[Object pointing dataset rows]

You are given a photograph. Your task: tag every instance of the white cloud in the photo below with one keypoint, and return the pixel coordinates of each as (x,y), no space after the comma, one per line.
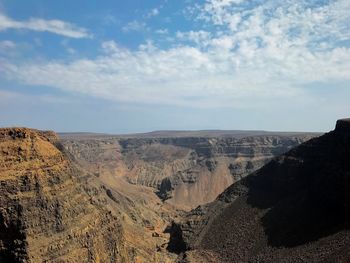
(7,44)
(53,26)
(135,26)
(162,31)
(258,55)
(153,12)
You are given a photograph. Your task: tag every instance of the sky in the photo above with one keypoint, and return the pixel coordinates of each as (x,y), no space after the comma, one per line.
(136,66)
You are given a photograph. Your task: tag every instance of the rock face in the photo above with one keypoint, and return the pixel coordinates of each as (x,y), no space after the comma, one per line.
(50,211)
(184,171)
(294,209)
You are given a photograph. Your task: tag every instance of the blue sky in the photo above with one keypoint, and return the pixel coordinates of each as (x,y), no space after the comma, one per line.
(135,66)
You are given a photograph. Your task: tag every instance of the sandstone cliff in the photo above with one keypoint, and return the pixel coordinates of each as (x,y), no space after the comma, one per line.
(294,209)
(50,211)
(184,171)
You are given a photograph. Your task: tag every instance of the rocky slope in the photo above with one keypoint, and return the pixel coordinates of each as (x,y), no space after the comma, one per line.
(185,171)
(50,211)
(294,209)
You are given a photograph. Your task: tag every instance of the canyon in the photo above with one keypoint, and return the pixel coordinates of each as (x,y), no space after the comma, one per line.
(118,198)
(294,209)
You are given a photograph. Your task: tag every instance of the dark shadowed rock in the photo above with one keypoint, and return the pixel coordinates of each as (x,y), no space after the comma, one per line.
(294,209)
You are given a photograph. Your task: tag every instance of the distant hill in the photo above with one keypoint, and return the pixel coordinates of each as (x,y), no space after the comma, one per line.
(294,209)
(180,134)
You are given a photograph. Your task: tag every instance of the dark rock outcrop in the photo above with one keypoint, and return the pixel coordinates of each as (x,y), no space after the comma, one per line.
(294,209)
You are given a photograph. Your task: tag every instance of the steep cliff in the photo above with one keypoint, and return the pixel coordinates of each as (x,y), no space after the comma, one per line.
(184,171)
(50,211)
(294,209)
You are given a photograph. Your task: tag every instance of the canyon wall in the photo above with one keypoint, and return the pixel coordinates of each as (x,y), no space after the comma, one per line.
(184,171)
(48,210)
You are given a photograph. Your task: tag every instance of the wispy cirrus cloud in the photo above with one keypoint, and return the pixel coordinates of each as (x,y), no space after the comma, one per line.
(257,55)
(54,26)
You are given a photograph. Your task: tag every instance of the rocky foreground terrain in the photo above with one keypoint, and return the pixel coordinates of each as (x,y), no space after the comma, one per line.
(294,209)
(48,210)
(99,198)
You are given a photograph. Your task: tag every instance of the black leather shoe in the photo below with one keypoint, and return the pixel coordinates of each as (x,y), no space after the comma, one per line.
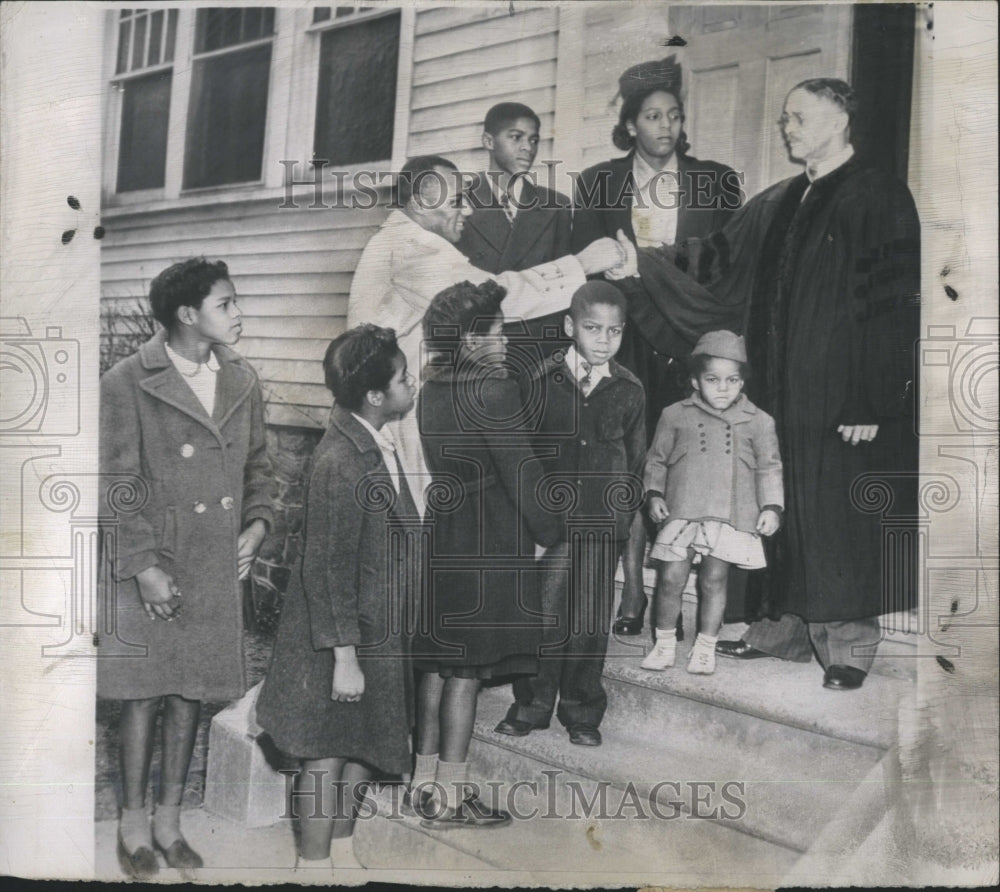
(470,815)
(739,649)
(584,735)
(180,855)
(843,678)
(518,728)
(140,864)
(628,625)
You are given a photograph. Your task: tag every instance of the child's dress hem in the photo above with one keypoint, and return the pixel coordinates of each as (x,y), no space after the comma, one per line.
(712,537)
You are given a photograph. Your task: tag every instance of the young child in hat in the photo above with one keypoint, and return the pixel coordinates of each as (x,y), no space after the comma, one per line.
(713,487)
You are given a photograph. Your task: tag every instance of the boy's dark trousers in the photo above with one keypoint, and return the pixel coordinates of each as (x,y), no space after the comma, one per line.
(577,594)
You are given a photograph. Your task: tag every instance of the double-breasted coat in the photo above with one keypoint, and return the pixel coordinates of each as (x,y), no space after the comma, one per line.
(357,585)
(712,465)
(539,233)
(486,516)
(178,487)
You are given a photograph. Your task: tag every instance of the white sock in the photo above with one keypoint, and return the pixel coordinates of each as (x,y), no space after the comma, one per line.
(134,829)
(452,777)
(425,770)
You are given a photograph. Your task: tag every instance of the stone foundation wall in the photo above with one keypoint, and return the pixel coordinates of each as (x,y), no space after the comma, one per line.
(290,450)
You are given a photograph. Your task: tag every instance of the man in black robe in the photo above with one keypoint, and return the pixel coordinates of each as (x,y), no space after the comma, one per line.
(821,272)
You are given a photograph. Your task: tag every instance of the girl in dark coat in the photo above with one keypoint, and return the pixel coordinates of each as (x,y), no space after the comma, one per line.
(484,610)
(657,194)
(338,693)
(182,427)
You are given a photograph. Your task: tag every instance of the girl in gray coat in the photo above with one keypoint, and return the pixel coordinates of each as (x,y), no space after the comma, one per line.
(713,486)
(182,433)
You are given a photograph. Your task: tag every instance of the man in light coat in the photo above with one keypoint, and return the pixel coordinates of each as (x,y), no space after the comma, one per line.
(413,257)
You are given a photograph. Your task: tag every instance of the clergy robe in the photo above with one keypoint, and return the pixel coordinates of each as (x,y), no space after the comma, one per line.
(826,290)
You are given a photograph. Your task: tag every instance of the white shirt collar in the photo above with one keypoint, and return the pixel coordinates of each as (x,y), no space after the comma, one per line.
(383,439)
(829,165)
(643,172)
(575,362)
(515,187)
(188,368)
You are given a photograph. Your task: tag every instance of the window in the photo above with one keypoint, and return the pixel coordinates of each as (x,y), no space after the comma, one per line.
(356,96)
(227,110)
(143,74)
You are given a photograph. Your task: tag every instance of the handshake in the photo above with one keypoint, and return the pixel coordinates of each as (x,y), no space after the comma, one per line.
(615,257)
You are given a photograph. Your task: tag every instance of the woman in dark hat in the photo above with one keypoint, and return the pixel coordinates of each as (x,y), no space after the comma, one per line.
(657,194)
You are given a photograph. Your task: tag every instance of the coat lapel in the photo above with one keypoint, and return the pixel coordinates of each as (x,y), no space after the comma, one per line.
(529,224)
(234,384)
(489,220)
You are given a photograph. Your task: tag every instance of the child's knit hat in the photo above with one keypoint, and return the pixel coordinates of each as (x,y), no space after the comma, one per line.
(723,344)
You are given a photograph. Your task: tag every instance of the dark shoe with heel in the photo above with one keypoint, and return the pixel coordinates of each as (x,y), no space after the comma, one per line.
(472,814)
(140,864)
(180,855)
(584,735)
(843,678)
(518,727)
(739,650)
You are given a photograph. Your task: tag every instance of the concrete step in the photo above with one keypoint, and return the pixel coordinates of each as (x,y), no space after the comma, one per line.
(757,784)
(557,847)
(896,653)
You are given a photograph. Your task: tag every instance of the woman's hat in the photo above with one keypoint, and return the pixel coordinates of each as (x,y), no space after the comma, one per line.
(723,344)
(662,74)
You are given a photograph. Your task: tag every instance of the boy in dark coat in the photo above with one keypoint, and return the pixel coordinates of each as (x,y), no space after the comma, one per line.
(182,423)
(516,223)
(592,440)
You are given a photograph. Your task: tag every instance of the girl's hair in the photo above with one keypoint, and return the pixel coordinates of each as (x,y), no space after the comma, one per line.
(460,310)
(629,112)
(697,363)
(184,284)
(359,360)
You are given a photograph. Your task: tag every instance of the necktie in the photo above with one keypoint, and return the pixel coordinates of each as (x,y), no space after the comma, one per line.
(508,209)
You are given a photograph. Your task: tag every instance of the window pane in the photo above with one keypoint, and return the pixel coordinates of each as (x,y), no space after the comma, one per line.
(168,55)
(225,133)
(142,151)
(357,92)
(219,27)
(155,37)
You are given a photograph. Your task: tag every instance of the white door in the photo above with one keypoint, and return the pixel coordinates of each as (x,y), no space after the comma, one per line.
(739,63)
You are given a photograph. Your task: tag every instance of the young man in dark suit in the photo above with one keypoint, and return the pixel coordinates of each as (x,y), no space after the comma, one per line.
(515,222)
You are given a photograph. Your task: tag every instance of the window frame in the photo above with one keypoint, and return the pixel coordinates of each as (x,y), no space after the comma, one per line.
(290,125)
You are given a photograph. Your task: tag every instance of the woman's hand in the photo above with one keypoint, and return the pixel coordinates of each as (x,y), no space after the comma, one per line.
(159,596)
(768,522)
(601,254)
(629,265)
(247,546)
(348,679)
(658,512)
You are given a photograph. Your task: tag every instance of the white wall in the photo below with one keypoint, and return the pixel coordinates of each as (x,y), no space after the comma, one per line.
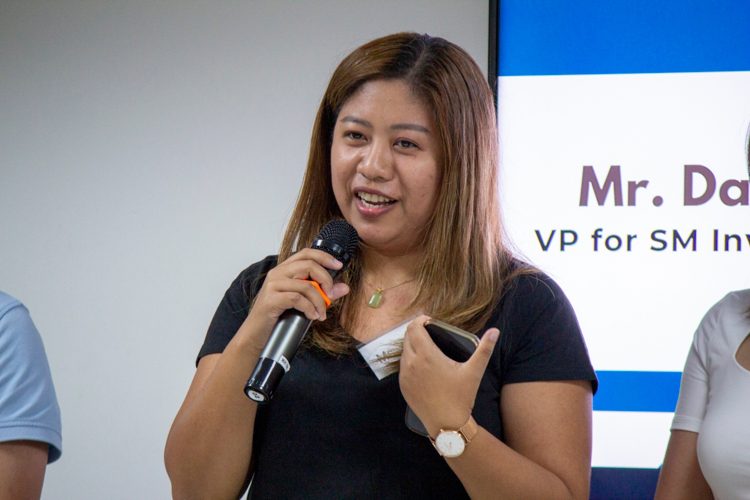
(149,151)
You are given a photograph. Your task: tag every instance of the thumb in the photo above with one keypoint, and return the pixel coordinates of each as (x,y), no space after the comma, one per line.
(482,355)
(338,290)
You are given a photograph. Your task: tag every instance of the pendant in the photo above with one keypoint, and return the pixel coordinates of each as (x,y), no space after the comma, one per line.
(376,298)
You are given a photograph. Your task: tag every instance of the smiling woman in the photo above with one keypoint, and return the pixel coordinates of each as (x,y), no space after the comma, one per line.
(404,148)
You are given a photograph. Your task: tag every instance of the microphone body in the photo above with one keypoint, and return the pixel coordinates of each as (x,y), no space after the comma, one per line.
(338,239)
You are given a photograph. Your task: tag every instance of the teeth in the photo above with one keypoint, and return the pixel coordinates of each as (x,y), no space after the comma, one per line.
(373,200)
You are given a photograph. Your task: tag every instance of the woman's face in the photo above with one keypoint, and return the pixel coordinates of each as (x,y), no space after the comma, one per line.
(386,166)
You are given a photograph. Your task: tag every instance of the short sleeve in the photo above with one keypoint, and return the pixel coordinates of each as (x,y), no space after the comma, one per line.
(235,306)
(693,399)
(542,338)
(28,403)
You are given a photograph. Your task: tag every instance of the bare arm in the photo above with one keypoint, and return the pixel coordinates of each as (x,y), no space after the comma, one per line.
(209,447)
(547,453)
(681,477)
(22,467)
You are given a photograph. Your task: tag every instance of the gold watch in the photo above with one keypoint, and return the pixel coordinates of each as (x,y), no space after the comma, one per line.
(452,443)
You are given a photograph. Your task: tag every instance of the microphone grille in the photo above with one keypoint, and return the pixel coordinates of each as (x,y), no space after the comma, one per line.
(342,234)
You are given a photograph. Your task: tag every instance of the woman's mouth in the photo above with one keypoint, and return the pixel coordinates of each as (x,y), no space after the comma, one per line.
(370,200)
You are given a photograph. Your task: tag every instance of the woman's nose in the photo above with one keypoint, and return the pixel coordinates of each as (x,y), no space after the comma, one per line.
(377,161)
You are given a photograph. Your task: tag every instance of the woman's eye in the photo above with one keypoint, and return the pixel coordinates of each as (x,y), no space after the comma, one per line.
(403,143)
(354,135)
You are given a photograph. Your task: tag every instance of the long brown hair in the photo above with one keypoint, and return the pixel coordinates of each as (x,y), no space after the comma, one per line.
(465,264)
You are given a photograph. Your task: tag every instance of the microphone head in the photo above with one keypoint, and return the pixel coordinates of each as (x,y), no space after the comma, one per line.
(339,239)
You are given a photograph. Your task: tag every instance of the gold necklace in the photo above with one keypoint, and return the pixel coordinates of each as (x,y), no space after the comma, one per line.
(377,297)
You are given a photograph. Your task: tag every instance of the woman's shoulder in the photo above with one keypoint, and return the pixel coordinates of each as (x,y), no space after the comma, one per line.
(251,278)
(530,288)
(728,317)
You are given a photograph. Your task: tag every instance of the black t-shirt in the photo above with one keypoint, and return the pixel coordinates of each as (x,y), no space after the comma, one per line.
(333,430)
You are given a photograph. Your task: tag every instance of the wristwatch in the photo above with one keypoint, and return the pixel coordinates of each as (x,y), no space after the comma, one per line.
(450,443)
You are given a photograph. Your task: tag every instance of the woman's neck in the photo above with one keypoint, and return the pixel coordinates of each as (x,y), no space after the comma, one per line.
(386,270)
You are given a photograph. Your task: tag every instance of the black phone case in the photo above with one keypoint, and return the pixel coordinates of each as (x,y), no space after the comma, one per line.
(457,345)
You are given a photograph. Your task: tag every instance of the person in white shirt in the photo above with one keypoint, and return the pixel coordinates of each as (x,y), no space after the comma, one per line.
(708,456)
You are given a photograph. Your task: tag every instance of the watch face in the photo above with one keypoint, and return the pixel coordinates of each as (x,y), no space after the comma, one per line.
(450,443)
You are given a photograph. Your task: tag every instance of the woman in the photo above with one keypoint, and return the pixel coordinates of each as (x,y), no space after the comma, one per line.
(404,148)
(708,455)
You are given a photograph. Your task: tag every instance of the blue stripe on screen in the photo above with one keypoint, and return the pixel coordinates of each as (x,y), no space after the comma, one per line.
(623,484)
(574,37)
(637,391)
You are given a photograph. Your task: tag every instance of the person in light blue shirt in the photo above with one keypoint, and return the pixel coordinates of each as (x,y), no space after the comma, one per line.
(30,427)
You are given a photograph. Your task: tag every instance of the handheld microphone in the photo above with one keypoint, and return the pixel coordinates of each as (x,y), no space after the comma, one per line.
(339,239)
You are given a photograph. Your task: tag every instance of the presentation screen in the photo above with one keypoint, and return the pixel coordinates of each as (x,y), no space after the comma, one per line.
(623,134)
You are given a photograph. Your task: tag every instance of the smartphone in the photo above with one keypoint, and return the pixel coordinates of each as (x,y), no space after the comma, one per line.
(455,343)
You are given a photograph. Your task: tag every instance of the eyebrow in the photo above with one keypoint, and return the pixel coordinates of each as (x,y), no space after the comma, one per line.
(395,126)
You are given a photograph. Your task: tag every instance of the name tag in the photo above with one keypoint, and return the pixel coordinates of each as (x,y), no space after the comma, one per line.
(377,349)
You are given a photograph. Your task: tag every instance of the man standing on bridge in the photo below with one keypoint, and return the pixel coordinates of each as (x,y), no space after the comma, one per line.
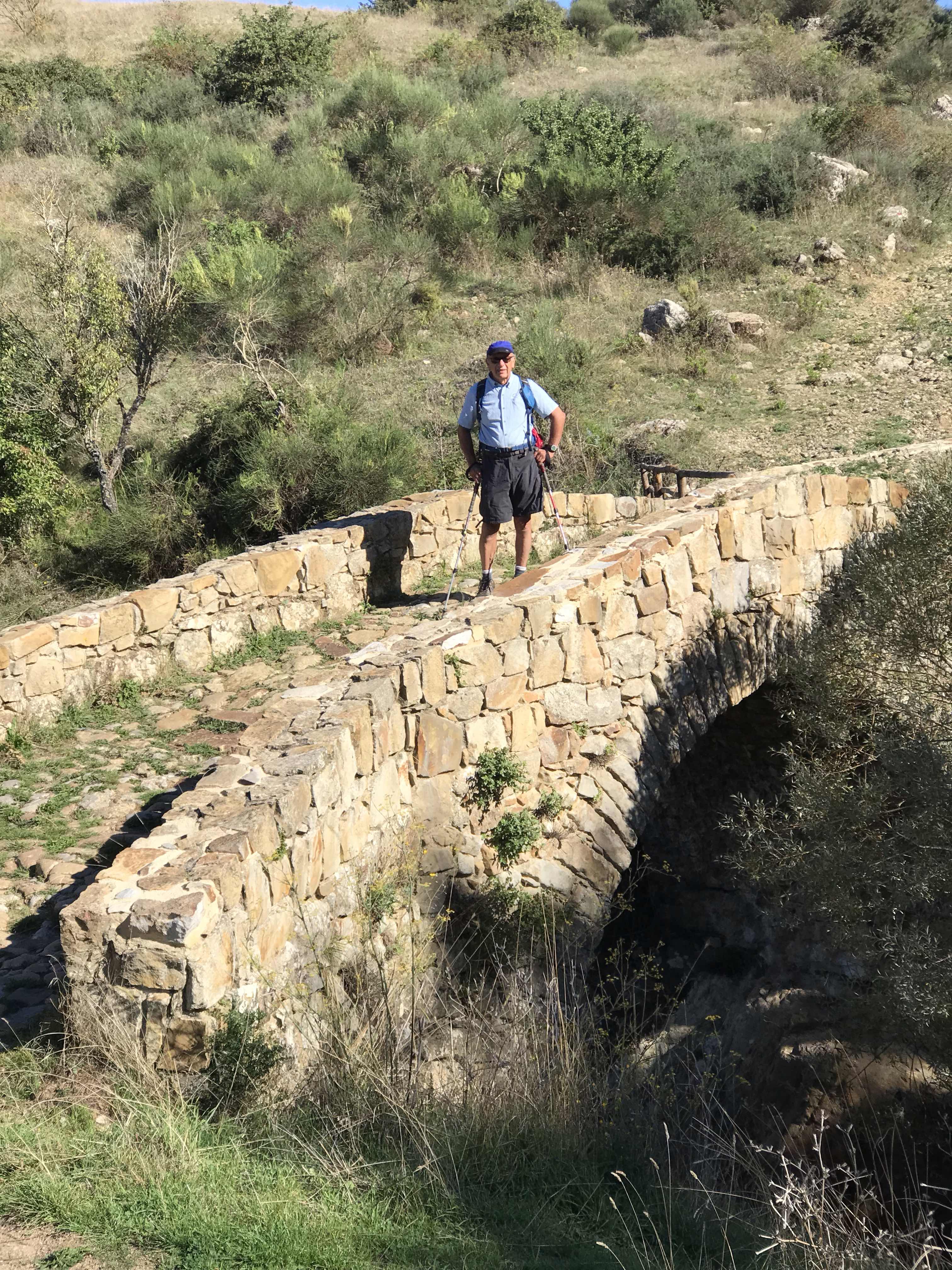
(509,469)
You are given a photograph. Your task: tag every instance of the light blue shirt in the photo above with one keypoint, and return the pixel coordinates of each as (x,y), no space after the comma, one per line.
(506,421)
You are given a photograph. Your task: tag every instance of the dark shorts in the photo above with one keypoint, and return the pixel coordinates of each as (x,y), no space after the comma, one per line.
(509,487)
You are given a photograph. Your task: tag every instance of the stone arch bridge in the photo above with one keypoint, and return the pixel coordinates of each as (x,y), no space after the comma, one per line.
(600,670)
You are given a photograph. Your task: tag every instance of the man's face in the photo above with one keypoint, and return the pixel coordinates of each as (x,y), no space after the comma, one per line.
(501,366)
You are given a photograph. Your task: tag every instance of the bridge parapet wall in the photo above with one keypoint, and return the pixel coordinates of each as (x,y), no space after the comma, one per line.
(298,581)
(600,670)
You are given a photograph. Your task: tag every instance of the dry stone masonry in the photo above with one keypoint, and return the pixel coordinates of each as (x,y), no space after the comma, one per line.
(322,575)
(600,670)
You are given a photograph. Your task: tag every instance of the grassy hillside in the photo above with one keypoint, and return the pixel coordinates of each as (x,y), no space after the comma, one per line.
(344,233)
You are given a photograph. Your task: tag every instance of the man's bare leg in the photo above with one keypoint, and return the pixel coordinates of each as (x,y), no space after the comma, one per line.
(488,545)
(524,540)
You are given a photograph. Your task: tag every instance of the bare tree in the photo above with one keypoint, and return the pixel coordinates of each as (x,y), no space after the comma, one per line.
(31,18)
(107,326)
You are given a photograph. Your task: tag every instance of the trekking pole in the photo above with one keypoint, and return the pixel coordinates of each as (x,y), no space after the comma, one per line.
(460,553)
(555,510)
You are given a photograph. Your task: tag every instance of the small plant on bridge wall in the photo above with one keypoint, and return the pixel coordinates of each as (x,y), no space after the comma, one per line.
(497,771)
(549,806)
(513,835)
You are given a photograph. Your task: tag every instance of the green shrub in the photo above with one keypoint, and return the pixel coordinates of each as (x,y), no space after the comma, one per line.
(513,835)
(179,49)
(529,28)
(497,771)
(619,38)
(242,1058)
(459,220)
(591,18)
(675,18)
(271,60)
(263,474)
(867,30)
(156,533)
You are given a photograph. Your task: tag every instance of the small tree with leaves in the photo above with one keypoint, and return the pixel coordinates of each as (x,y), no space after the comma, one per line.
(107,327)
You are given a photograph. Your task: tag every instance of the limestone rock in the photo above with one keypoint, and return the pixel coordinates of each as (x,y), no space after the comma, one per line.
(837,174)
(666,315)
(892,363)
(894,216)
(828,252)
(749,326)
(663,427)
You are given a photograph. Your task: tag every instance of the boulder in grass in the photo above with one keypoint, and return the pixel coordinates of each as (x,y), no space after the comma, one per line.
(838,174)
(667,315)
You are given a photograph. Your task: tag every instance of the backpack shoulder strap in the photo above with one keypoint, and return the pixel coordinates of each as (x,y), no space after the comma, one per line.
(527,395)
(480,394)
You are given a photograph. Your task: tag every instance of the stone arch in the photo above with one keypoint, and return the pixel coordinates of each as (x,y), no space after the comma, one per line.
(644,636)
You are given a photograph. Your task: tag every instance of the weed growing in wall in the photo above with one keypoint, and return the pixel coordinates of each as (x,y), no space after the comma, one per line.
(497,770)
(514,834)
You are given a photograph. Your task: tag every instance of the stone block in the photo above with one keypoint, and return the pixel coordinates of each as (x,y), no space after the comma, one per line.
(621,615)
(546,662)
(83,634)
(503,629)
(506,693)
(730,586)
(440,745)
(652,600)
(210,971)
(702,552)
(748,535)
(411,684)
(601,508)
(482,663)
(156,605)
(565,703)
(525,732)
(193,649)
(488,732)
(153,967)
(791,500)
(45,676)
(22,641)
(224,869)
(433,676)
(117,621)
(676,571)
(791,576)
(583,657)
(186,1044)
(857,491)
(836,491)
(550,876)
(632,656)
(605,707)
(179,920)
(516,657)
(766,577)
(833,528)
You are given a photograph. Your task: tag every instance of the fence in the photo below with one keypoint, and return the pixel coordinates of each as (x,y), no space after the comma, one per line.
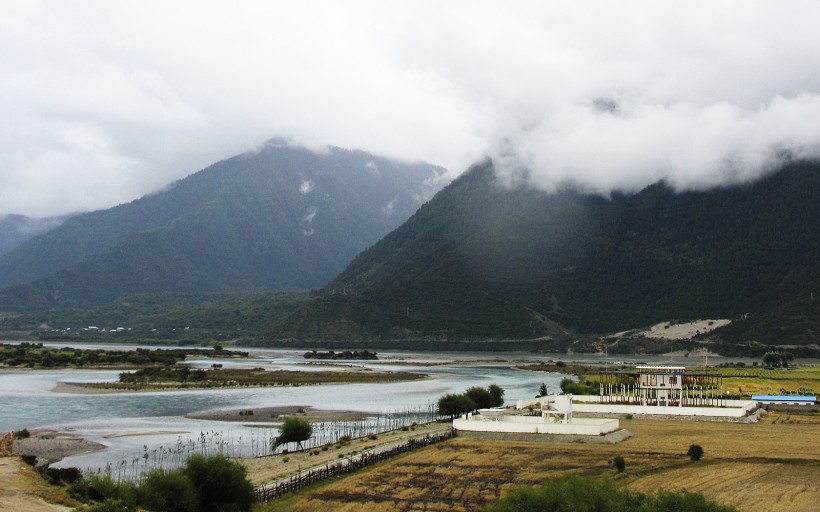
(301,480)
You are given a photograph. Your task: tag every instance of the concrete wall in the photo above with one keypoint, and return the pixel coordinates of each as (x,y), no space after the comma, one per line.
(716,412)
(525,424)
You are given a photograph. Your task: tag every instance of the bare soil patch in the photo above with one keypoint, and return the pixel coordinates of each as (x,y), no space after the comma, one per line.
(21,489)
(53,446)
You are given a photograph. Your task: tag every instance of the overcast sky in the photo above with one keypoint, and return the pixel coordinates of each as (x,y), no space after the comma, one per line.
(103,102)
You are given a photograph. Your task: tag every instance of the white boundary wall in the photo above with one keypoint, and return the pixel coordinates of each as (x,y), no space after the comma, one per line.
(537,425)
(733,409)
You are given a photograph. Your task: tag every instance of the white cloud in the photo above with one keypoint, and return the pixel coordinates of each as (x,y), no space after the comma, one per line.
(106,101)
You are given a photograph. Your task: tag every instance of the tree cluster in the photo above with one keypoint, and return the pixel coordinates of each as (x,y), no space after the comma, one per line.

* Problem details
Quote verbatim the line containing "the white boundary" and every line after it through the end of the records above.

* Output for this exercise
You are given a photograph. Your task: tag every instance of the white boundary wall in the photo above with one keypoint, and return the pixel coordinates of each as (x,y), no space after the comma, one per line.
(537,425)
(733,409)
You are given a photograph. Your task: tag every instance of the white cloud in the photo above with one keypoint, and return the pixel coordinates of each as (x,y), no space after the comma, one per line.
(106,101)
You are given a photograph. Your task: tag every instance of the tree cluster in the photo above with one keypoint, and return the pixel coordinates of each as (x,y), no space after the comma, one per line.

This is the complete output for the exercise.